Texto fuente –
════

La obsesión de regular

Cuando regular se convierte en una obsesión, estamos expuestos a no pocos males; quizá el más común sea el de la esclavitud.

Cuando regular se convierte en una obsesión, estamos expuestos a no pocos males; quizá el más común sea el de la esclavitud. Que una sociedad requiere orden jurídico para desenvolverse en armonía está fuera de discusión. Un orden jurídico que implica normas marco de convivencia y donde los derechos de cada uno implican obligaciones de respeto a los demás.

Ahora bien, la obsesión reguladora nos sitúa en un escenario bien diferente. Lejos de defender el orden para la convivencia, la regulación abusiva se convierte en un instrumento de esclavitud y de ataque la intimidad personal. Es evidente que la alcoba no puede, o mejor, no debe, ser objeto de regulación, como no deben serlo la mesa ni las relaciones familiares, de amistad y de confianza. Éstas se basan en los lazos que proceden del corazón y por ello ni siquiera deben justificarse. Es un límite que todo regulador debe reconocer como línea roja.

Un límite que nunca tuvieron claro los rojos –ya que he hablado de líneas rojas–. En la Unión Soviética –rojos– el regulador decidía dónde debía vivir una familia; cuántos metros había de tener una vivienda; dónde y en qué desarrollar tenía que desarrollar cada cual su actividad productiva; qué estudiaría cada miembro de una unidad familiar, y dónde; qué alimentos había que tomar...

Los así regulados –mejor llamarlos, simplemente, sujetos en lugar de ciudadanos viven sometidos a un régimen de esclavitud, hasta el punto de que ni siquiera son conscientes de que lo sufren. Llegan a suponer que todo este artesonado de normas reguladoras de la vida personal, familiar, económica y social se justifica por la seguridad que proporciona a cada uno de los sujetos amalgamados en una sociedad sin personas.

Pues bien, en el siglo XXI, en España, un ministro del PP está empeñado en regular las remuneraciones de la alta dirección en las entidades financieras. En un marco jurídico estable, la remuneración de cualquier alta dirección de una entidad corresponde a la decisión de sus propietarios, es decir, a la Junta General de Accionistas de la compañía. Y, salvo por envidia, el señor ministro debería abstenerse de inmiscuirse en ello, sobre todo si no lo hace como accionista sino como ministro.

De lo único que debe de preocuparse el ministro es de la solvencia de las entidades financieras, regulando los pormenores de la actividad, su concentración de riesgos, etc. Y ello porque hay un Fondo de Garantía de Depósitos que responde en caso de insolvencia. Lo demás, señor ministro, no le corresponde a usted, aunque eso se le venda muy bien a la izquierda –a los rojos–.

Que cada uno haga lo que tiene que hacer, y si el argumento es que entregó dinero para el rescate de algunas entidades... pues que no lo hubiera entregado. Un pecado nunca se absuelve con otro mayor.

════

Datos almacenados –

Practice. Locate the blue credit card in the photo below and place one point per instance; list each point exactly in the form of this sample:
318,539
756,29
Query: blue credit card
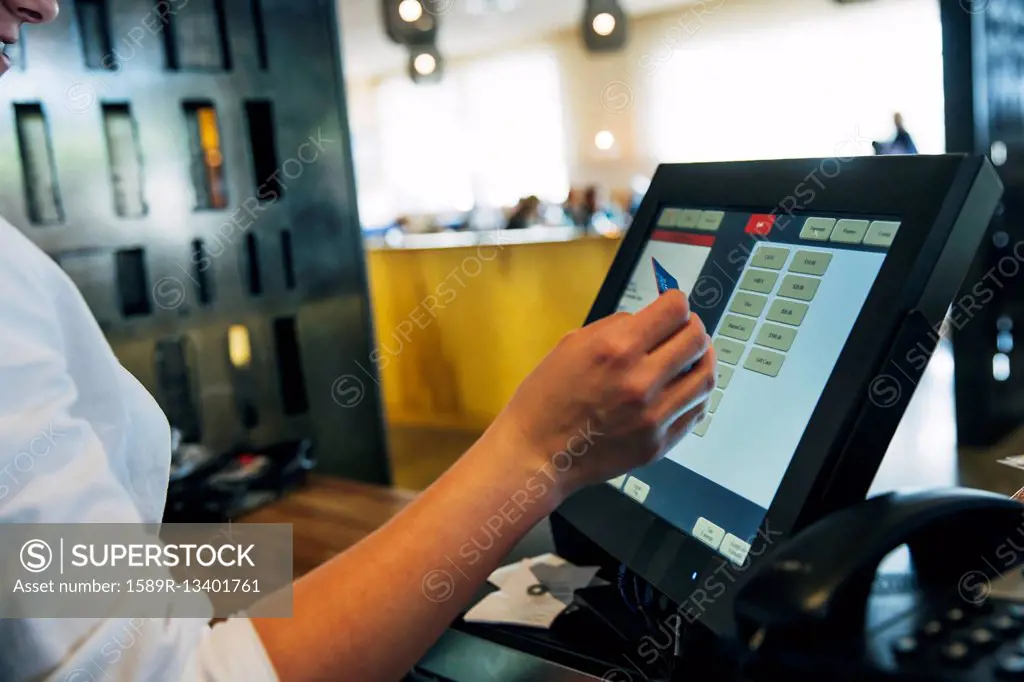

════

Requisitos de la tarea –
Responde a partir del texto sobre la obsesión de regular:
(a) En un marco jurídico estable, ¿a quién corresponde decidir la remuneración de la alta dirección de una entidad?
(b) ¿Qué responde en caso de insolvencia de las entidades financieras?
(c) ¿Qué ámbitos, además de la alcoba, no deben ser objeto de regulación?
Las líneas son material aparte, independiente del texto sobre la obsesión de regular.

Respuesta desarrollada –
(a) A sus propietarios, es decir, a la Junta General de Accionistas de la compañía.
(b) Un Fondo de Garantía de Depósitos.
(c) La mesa y las relaciones familiares, de amistad y de confianza.